[[ Input records, beginning ]]

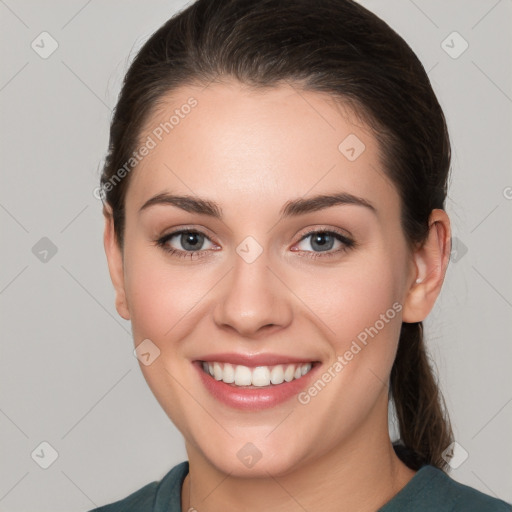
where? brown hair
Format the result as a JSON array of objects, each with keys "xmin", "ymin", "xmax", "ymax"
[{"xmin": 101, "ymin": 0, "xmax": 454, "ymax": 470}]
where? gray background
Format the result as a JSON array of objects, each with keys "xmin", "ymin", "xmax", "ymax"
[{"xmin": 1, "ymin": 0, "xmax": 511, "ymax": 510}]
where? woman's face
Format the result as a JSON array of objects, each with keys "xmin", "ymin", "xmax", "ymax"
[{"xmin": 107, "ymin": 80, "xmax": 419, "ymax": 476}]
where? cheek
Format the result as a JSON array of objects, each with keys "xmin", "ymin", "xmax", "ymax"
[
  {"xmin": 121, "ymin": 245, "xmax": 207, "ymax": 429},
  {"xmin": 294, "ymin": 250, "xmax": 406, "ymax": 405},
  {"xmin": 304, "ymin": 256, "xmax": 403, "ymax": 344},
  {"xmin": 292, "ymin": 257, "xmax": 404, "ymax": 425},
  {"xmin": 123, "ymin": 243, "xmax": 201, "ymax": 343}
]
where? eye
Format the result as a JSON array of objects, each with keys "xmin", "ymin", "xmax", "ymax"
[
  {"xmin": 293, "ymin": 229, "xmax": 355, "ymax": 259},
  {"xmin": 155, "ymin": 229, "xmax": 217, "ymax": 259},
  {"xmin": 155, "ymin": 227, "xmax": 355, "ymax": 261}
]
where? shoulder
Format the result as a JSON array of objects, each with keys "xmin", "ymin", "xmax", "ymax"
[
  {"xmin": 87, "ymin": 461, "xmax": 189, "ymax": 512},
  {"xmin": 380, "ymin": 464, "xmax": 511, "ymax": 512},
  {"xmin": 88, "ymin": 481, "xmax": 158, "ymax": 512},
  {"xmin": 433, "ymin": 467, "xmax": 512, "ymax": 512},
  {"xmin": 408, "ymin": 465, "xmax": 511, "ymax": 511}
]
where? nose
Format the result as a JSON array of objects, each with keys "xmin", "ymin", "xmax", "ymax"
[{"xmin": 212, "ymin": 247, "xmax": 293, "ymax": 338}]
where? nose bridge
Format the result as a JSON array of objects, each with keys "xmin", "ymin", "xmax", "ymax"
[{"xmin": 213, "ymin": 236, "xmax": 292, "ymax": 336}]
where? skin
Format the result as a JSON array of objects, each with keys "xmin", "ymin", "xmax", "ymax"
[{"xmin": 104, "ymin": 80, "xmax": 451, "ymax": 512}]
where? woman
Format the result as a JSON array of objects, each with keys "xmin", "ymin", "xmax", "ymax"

[[ Input records, end ]]
[[ Input records, beginning ]]

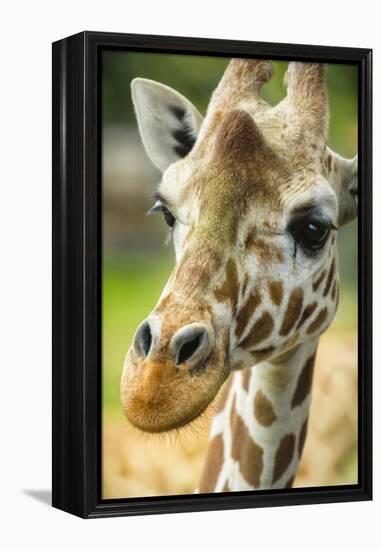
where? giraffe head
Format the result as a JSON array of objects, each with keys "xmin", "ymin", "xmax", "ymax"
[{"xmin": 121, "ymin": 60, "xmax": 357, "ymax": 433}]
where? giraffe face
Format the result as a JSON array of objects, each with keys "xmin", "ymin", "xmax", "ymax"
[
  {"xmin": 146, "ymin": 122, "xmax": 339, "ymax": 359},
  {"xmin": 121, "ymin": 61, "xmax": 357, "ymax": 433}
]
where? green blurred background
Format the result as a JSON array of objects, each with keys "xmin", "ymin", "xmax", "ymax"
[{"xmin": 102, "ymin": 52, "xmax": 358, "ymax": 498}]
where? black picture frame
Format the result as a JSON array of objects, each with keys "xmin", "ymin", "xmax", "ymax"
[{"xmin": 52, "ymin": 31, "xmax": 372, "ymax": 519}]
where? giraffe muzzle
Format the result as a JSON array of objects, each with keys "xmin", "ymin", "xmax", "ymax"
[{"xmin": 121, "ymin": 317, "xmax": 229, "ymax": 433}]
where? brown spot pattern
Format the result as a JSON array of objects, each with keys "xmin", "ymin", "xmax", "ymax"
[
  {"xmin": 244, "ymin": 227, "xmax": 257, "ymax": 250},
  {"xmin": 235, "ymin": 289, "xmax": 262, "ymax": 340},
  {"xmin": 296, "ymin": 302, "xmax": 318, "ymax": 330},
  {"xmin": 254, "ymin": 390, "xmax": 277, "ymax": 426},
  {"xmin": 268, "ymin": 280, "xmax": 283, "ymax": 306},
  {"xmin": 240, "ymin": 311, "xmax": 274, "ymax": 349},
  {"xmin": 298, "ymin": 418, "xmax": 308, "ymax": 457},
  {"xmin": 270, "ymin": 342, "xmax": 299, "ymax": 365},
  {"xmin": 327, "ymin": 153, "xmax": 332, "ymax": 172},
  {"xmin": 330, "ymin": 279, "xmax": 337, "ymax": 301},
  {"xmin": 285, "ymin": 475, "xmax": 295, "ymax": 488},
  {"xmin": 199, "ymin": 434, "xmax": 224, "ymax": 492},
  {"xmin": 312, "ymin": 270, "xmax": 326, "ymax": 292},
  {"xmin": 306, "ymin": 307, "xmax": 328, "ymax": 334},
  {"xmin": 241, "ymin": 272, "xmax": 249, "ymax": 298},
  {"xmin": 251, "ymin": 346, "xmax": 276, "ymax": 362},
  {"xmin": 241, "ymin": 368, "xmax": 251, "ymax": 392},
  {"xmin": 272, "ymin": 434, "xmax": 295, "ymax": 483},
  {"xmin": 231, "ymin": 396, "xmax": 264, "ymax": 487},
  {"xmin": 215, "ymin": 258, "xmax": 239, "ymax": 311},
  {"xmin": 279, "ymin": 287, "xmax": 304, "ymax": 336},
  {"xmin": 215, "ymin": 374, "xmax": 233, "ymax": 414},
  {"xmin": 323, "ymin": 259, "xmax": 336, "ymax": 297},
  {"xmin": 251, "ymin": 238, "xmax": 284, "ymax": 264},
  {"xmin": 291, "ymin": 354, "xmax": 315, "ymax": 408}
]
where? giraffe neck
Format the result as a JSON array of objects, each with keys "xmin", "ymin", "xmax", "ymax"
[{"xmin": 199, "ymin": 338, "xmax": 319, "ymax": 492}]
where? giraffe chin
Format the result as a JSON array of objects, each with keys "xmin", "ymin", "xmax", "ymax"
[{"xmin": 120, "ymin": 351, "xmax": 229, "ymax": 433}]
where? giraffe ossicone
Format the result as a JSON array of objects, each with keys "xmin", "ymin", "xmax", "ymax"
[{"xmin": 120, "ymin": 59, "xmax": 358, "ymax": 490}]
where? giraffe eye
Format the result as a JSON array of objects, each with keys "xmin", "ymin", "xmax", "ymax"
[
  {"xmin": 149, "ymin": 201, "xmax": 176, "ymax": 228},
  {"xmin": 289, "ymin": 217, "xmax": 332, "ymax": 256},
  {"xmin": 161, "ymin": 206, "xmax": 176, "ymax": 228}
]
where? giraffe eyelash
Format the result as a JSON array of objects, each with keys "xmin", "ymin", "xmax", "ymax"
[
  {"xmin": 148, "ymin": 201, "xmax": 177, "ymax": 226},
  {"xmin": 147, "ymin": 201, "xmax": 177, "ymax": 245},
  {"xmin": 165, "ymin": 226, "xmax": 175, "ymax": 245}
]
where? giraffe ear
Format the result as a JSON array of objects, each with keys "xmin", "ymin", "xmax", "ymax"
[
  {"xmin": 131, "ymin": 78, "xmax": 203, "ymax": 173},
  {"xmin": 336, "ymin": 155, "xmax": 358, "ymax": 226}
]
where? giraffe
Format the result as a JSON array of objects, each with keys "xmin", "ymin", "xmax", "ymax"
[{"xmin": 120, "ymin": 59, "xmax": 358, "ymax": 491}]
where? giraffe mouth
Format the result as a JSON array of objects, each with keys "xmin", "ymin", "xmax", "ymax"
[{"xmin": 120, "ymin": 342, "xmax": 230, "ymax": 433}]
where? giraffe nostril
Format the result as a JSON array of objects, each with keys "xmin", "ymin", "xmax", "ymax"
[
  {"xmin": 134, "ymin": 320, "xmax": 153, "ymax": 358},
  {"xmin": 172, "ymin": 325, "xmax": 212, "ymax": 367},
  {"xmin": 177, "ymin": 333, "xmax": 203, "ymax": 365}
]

[[ Input records, end ]]

* Problem: Above are the records; copy exactly the lines from the line with "where? giraffe chin" through the line with "where? giraffe ossicone", both included.

* Solution for this task:
where? giraffe chin
Format the result as a JSON array of objects, each with keys "xmin", "ymin", "xmax", "ymax"
[{"xmin": 120, "ymin": 351, "xmax": 229, "ymax": 433}]
where? giraffe ossicone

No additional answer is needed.